* DOCUMENT *
Record southern right whale numbers highlight hope, challenges along Australian coast


CANBERRA: Southern right whale numbers are rising along the Australian coast, signalling hope amid ongoing conservation challenges.

Scientists celebrate a strong southern right whale season in South Australia (SA), with nearly 200 whales recorded this week across key coastal sites, the highest since 2016, according to a statement released Friday (Aug 22) by Flinders University in SA.

Despite a harmful algal bloom, scientists hail this year's South Australian whale season as a beacon for marine conservation, it said.

"With early sightings already reported at Head of Bight, Fowlers Bay and Encounter Bay, we are eagerly anticipating a bumper year after recent years of slower growth," said Flinders University researcher Claire Charlton.

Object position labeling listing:
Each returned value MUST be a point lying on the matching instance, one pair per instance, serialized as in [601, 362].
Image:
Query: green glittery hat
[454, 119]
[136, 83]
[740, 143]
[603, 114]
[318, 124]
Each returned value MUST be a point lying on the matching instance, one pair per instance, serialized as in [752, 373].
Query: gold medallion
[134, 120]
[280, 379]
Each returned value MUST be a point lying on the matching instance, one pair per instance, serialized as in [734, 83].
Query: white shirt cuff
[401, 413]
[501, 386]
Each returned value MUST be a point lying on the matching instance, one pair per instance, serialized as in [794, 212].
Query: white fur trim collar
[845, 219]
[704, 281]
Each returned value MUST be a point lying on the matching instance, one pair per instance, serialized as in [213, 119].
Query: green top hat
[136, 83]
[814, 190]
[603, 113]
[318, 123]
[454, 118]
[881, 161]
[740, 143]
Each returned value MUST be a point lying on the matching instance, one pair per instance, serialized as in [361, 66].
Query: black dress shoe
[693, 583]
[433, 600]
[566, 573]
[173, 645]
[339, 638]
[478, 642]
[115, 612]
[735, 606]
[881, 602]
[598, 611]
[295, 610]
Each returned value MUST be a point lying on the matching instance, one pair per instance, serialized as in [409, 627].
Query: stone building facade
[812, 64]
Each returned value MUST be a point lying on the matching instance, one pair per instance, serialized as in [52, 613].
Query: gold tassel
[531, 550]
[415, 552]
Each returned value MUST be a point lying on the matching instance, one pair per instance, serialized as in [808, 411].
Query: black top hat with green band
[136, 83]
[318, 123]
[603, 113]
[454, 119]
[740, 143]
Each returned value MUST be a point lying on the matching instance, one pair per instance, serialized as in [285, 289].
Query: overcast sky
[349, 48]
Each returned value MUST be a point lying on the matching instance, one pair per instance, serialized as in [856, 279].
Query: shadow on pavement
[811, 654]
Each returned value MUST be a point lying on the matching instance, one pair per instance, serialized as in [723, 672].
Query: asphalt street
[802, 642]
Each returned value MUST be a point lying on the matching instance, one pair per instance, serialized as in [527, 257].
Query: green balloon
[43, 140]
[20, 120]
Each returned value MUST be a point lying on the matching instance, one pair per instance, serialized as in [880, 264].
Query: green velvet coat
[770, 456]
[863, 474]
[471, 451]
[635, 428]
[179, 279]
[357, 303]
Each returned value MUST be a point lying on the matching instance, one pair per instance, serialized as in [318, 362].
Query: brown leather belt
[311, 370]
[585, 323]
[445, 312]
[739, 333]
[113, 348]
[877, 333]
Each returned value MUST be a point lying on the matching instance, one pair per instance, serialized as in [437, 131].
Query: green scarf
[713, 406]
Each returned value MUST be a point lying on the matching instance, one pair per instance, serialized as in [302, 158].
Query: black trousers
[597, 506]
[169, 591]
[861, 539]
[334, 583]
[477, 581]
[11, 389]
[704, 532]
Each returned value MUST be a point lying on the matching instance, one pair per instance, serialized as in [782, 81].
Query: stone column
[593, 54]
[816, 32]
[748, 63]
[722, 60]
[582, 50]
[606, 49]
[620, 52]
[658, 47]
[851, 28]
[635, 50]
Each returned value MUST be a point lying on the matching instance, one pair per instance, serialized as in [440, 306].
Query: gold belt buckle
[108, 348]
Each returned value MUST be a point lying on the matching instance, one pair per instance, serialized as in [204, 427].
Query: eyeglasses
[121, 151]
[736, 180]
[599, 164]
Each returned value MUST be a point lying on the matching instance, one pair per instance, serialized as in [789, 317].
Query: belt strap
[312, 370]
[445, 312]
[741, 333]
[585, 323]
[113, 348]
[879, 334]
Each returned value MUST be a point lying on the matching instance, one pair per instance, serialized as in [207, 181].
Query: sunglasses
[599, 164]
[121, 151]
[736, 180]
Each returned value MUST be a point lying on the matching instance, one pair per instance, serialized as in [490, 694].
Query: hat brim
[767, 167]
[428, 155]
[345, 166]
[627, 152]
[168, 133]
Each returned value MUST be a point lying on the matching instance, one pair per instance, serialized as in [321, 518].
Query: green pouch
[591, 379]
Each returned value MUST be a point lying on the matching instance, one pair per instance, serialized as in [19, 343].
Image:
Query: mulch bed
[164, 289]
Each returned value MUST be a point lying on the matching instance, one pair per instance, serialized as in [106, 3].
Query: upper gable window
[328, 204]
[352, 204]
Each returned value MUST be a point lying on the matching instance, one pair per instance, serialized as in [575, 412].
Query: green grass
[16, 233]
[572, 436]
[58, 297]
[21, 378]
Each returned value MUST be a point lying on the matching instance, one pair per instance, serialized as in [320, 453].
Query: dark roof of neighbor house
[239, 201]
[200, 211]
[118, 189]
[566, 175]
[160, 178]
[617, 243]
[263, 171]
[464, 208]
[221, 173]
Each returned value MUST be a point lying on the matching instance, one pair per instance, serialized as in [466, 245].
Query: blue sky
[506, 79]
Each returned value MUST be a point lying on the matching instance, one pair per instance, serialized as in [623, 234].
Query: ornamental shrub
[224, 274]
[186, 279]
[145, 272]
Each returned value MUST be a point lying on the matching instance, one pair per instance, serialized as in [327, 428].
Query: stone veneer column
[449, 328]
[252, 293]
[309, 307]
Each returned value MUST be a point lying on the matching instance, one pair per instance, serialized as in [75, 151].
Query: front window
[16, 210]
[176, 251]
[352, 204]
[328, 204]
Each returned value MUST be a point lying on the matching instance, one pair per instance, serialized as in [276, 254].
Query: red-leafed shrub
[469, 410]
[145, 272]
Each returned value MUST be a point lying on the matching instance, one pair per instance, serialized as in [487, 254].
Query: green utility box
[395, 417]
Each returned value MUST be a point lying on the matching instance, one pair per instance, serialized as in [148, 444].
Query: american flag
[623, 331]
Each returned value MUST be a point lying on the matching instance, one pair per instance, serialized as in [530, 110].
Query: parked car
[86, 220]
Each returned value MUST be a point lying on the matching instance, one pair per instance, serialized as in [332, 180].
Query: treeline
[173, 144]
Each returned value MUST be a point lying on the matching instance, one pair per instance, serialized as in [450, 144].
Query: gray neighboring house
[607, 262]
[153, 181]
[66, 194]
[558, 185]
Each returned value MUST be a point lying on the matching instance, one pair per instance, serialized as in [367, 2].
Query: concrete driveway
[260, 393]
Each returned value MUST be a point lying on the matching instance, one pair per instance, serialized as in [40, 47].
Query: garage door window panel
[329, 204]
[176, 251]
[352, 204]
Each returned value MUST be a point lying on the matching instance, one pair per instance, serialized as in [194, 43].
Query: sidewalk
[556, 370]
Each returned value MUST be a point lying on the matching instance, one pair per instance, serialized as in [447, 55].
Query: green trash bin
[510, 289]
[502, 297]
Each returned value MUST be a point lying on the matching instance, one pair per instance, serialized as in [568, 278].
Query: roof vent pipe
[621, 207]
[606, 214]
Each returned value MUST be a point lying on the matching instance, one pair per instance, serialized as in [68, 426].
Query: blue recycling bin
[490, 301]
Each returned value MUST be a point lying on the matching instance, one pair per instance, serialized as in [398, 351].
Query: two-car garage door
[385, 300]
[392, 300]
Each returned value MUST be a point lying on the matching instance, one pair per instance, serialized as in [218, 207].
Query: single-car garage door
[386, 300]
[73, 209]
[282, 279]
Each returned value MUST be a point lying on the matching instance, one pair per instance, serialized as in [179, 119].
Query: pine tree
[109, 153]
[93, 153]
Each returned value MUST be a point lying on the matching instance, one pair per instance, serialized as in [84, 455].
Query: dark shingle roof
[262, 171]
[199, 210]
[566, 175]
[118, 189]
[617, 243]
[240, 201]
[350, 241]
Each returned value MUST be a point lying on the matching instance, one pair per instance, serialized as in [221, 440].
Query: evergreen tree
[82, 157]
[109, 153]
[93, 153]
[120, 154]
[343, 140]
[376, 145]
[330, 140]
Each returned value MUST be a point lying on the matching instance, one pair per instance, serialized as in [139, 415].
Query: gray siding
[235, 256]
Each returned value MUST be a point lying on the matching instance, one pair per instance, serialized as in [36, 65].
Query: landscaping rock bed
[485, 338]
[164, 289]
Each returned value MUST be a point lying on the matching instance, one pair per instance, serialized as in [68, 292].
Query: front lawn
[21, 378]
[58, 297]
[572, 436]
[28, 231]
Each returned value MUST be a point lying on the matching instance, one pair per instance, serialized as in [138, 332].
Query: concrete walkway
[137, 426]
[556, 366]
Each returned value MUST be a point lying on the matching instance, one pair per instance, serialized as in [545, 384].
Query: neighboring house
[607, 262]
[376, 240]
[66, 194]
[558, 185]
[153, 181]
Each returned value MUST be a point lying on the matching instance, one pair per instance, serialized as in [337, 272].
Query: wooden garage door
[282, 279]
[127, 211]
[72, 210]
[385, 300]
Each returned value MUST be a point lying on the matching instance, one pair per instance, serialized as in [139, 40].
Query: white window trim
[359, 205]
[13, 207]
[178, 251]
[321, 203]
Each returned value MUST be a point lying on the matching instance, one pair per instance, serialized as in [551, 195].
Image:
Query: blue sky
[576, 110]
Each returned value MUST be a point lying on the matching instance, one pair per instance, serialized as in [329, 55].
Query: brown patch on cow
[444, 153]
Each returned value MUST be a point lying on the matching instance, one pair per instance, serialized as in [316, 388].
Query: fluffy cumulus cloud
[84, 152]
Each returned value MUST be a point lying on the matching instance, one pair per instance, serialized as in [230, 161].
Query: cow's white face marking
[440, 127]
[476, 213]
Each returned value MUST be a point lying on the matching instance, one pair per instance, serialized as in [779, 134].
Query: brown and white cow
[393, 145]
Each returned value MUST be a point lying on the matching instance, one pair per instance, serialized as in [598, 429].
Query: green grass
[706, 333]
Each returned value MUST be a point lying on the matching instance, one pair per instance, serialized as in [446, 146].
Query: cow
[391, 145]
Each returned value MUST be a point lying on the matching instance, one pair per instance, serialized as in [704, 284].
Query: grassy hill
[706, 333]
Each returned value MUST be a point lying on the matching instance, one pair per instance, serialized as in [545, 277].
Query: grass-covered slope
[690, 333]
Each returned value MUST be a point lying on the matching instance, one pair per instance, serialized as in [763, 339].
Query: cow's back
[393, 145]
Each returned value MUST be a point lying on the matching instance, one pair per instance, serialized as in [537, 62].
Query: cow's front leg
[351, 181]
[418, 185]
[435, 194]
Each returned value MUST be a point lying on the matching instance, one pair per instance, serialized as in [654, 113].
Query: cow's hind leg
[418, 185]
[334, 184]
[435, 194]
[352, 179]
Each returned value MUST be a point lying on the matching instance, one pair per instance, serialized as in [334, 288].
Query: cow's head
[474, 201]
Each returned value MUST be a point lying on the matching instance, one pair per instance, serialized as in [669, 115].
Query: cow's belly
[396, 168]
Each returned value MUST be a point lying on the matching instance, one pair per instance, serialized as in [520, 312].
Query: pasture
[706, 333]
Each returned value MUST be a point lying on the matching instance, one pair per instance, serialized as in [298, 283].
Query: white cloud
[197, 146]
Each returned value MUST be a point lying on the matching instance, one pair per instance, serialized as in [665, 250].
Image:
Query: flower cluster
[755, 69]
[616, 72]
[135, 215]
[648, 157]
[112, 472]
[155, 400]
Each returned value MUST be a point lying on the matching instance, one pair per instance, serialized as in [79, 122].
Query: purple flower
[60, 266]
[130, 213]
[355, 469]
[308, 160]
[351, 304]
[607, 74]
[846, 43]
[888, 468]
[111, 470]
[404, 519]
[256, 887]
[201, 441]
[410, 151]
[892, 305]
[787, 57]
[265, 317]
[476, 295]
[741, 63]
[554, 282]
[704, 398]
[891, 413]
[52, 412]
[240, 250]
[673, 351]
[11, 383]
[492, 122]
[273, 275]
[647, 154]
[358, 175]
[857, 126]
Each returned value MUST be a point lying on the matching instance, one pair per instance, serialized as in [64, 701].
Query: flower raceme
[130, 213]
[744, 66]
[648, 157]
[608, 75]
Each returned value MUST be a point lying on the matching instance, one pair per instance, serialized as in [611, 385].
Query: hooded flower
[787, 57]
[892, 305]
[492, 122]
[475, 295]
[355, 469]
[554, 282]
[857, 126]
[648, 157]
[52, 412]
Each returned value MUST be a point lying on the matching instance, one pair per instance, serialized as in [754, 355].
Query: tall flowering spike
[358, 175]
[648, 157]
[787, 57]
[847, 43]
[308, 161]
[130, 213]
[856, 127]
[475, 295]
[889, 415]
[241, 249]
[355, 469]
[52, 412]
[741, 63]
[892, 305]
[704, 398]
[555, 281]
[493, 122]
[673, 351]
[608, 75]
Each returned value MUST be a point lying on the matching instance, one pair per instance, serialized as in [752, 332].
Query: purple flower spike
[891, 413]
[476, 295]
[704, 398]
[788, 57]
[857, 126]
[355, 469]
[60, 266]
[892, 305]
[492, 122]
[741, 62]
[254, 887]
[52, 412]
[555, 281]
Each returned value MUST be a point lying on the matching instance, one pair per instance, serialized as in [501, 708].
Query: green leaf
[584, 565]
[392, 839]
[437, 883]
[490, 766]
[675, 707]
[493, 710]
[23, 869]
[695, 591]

* COMPLETE THE FOLLOWING *
**A)** In the southern right whale article, how many whales were recorded this week across key South Australian coastal sites?
**B)** Continue the southern right whale article, starting right after its final sentence.

* RESPONSES BY TASK *
**A)** Nearly 200 whales.

**B)**
Researchers said the resurgence highlighted 30 years of marine protection in the Great Australian Bight, a vast open bay extending along the southern coast of mainland Australia, but concerns remain over slowing growth and reproductive decline.

Charlton, chief scientist of the Australian Right Whale Research Programme, said the research, now in its 35th year, tracks whale distribution, abundance, life histories, health and behaviour to inform national conservation strategies.

Southern right whales migrate to Australia's southern coastline between May and October for calving, nursing, mating and migrating, researchers said.

Whale numbers at SA's Fowlers Bay, one of the world's fastest-growing southern right populations, rise rapidly, but overall regional growth and calving have declined over the past decade, said Charlton, the study's co-author.

Aerial surveys estimate 2,346 to 3,940 whales remain, 16 to 26 per cent of pre-whaling levels, with calf numbers down since 2016, according to the study published in Marine Mammal Science.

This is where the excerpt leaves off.